◆ Passage to read
────────────────

Is Zelenskiy really the Kremlin’s best hope in Ukraine?

In the first round of Ukraine’s presidential election, the leading pro-Russian candidate secured 11 percent of the vote. Compare this to 2010 when pro-Kremlin candidate Viktor Yanukovych received 49 percent. This dramatic decline reflects the scale of the damage done to Russian interests in Ukraine by Vladimir Putin’s ongoing war. Russian aggression has alienated millions of Ukrainian voters while disenfranchising many more, leading to an unprecedented collapse of Kremlin influence in a country that has been at the heart of Russia’s imperial identity for centuries. Could the remarkable rise of comedian Volodymyr Zelenskiy help to reverse this Russian retreat?

Any talk of a Kremlin comeback seems fanciful in the current climate. The majority of Ukrainians hold Putin directly responsible for an ongoing conflict that has traumatized the nation, killing over 13,000, and shattering millions of lives. Unsurprisingly, this has driven Ukrainian public support for Euro-Atlantic integration to new heights, while at the same time leading to a precipitous drop in enthusiasm for the rival Russian trajectory. Moscow’s occupation of Crimea and the Donbas has undermined Russia’s ability to shape Ukraine’s democratic choices by removing large swathes of the Kremlin’s traditional support base from the Ukrainian electorate. Donetsk, Luhansk, and Crimea all voted overwhelmingly for Yanukovych in 2010. In 2019, they did not vote. Demographically, the odds are also stacked against Moscow. Most of the remaining Ukrainian support for pro-Russian candidates comes from pensioners, who are being slowly but surely replaced by a new generation whose attitudes toward Russia owe more to the current war than to rose-tinted nostalgia for the shared past.

────────────────

◆ Rows from an annotation dataset
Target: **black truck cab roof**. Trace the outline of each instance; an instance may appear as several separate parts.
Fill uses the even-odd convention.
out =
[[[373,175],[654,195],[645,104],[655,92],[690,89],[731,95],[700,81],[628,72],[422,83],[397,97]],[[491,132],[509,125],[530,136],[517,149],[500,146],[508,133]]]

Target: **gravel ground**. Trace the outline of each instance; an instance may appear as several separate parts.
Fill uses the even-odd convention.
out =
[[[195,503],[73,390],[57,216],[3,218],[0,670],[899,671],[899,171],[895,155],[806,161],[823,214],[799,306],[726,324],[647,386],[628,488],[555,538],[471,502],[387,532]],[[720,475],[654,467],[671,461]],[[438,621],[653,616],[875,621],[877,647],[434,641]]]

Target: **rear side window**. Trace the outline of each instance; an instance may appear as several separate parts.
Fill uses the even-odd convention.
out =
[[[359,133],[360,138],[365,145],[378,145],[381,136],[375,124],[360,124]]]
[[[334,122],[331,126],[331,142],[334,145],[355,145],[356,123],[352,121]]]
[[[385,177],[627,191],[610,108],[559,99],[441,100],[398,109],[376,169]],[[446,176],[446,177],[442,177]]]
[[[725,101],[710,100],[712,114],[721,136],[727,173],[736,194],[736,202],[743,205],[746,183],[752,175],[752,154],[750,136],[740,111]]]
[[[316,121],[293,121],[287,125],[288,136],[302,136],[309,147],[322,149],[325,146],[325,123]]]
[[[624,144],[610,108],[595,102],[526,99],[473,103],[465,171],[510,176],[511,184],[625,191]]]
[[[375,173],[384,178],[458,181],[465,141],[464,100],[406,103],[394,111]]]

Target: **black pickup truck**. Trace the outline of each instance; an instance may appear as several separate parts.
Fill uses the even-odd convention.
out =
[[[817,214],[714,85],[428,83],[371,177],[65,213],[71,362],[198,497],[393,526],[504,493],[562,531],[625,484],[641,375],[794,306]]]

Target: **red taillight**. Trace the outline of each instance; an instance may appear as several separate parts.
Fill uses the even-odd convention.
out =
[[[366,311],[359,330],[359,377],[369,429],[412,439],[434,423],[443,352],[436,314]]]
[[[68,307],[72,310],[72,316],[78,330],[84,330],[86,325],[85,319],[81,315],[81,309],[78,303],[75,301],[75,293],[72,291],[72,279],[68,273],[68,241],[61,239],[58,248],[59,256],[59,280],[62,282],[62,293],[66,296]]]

────────────────

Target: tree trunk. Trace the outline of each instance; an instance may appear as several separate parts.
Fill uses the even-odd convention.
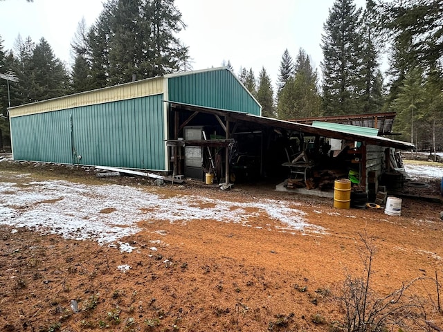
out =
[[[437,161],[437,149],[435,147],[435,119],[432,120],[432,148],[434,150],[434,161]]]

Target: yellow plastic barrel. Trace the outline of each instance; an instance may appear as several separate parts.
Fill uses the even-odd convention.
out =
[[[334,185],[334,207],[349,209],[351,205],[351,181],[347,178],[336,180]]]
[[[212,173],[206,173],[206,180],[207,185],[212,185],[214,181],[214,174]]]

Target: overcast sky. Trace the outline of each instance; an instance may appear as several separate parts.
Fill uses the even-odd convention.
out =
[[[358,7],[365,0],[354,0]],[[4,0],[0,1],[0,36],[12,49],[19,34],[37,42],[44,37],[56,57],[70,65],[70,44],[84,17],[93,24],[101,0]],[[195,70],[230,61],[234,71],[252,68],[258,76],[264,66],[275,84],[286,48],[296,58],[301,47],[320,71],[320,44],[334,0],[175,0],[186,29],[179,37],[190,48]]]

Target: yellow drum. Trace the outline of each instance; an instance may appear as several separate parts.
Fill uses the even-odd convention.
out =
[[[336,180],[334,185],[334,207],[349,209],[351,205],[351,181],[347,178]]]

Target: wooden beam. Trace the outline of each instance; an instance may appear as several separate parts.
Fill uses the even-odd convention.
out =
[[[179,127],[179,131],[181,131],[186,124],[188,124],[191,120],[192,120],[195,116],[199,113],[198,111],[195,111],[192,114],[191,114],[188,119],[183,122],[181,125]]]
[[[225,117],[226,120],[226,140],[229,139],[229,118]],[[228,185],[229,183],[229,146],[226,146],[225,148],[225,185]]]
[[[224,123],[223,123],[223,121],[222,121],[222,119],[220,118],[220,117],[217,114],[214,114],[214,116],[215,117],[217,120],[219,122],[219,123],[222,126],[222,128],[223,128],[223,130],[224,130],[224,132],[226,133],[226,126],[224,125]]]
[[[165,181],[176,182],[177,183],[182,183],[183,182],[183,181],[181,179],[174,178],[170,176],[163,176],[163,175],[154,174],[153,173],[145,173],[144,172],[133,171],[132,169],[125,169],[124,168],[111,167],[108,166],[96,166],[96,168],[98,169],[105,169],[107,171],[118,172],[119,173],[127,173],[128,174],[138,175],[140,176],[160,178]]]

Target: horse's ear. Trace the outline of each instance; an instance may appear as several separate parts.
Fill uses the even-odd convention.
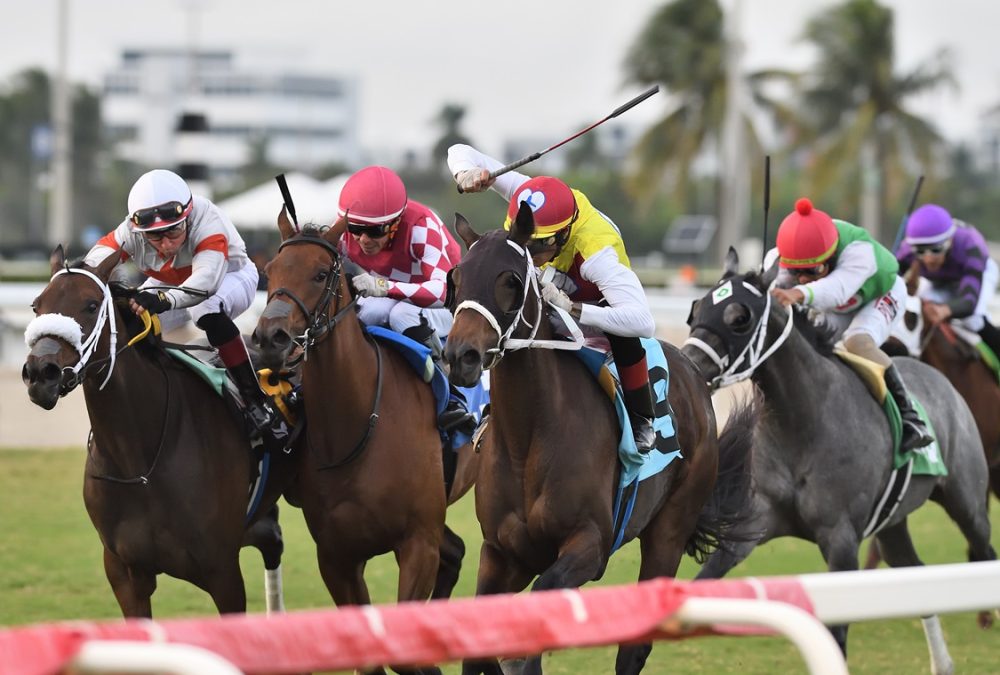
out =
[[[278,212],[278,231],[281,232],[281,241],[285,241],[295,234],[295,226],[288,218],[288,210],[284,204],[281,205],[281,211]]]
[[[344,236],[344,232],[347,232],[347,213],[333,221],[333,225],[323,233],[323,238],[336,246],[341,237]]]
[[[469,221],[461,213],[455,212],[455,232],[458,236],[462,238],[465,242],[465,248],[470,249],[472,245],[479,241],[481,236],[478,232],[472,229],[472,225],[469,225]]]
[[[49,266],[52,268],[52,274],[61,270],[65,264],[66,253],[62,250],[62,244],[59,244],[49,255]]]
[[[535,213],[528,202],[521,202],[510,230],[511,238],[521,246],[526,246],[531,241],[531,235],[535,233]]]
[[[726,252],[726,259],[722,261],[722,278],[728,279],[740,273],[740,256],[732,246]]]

────────────────

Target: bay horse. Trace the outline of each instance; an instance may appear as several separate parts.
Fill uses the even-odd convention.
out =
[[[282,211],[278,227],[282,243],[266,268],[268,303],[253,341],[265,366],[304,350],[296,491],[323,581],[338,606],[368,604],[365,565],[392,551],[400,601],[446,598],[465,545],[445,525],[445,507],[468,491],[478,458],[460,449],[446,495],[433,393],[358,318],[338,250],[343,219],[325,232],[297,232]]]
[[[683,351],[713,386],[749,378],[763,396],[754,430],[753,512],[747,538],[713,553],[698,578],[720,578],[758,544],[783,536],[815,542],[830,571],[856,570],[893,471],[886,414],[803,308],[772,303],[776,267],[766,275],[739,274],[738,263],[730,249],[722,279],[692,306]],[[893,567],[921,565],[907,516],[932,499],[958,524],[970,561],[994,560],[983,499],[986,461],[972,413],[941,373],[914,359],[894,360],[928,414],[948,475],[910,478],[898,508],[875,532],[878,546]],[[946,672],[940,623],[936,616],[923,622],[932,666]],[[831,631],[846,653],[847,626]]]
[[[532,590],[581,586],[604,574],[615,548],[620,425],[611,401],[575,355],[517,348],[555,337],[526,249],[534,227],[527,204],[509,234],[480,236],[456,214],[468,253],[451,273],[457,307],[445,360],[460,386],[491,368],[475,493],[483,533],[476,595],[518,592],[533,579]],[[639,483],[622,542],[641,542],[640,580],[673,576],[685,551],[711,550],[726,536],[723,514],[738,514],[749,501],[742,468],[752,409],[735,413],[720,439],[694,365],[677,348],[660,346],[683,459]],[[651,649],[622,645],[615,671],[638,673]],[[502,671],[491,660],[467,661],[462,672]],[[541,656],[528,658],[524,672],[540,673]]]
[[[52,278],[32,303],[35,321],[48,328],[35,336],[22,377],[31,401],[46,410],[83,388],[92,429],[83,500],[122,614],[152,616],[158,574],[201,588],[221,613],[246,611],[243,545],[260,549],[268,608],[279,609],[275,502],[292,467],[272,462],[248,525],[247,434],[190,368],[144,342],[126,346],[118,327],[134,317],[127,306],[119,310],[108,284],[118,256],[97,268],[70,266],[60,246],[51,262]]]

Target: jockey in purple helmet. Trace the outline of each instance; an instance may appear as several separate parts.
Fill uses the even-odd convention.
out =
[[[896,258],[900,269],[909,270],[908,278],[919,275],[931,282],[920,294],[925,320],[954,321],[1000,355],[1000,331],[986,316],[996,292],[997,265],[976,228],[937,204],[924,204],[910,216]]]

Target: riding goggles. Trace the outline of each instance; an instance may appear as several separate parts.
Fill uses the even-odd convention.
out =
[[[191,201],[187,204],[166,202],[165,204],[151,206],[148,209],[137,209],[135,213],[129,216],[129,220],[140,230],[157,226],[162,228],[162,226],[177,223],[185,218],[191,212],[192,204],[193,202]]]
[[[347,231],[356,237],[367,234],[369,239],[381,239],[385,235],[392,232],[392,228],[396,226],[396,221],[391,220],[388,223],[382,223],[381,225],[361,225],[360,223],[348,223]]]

────────────────

◆ Your tasks
**A.** Echo the part of the article on Ukraine's election starting with "In the first" and going on through "this Russian retreat?".
**B.** Carry on the article on Ukraine's election from the point where it stops.
The rows are separate material, unrelated to the article on Ukraine's election.

◆ Answers in order
**A.**
In the first round of Ukraine’s presidential election, the leading pro-Russian candidate secured 11 percent of the vote. Compare this to 2010 when pro-Kremlin candidate Viktor Yanukovych received 49 percent. This dramatic decline reflects the scale of the damage done to Russian interests in Ukraine by Vladimir Putin’s ongoing war. Russian aggression has alienated millions of Ukrainian voters while disenfranchising many more, leading to an unprecedented collapse of Kremlin influence in a country that has been at the heart of Russia’s imperial identity for centuries. Could the remarkable rise of comedian Volodymyr Zelenskiy help to reverse this Russian retreat?

**B.**
With the Russian colossus no longer looming quite so large in the Ukrainian imagination, the country’s horizons have broadened significantly. Visa-free travel to the EU is having a major impact on how Ukrainians view their relationship with the rest of Europe. This newfound mobility is fueling an air travel boom that is bringing Ukrainians physically closer to their European neighbors than ever before. The large-scale labor migration of recent years also reflects the shift in Ukraine’s geopolitical center of gravity. Whereas previous generations would typically look north to Russia for employment, the outflow since 2014 has been predominantly to Poland and the Czech Republic. The estimated $14 billion in remittances this migrant workforce sent to Ukraine in 2018 represents a huge boost to the economy, but the experience of EU life they bring home will eventually have an greater impact on the nation’s future.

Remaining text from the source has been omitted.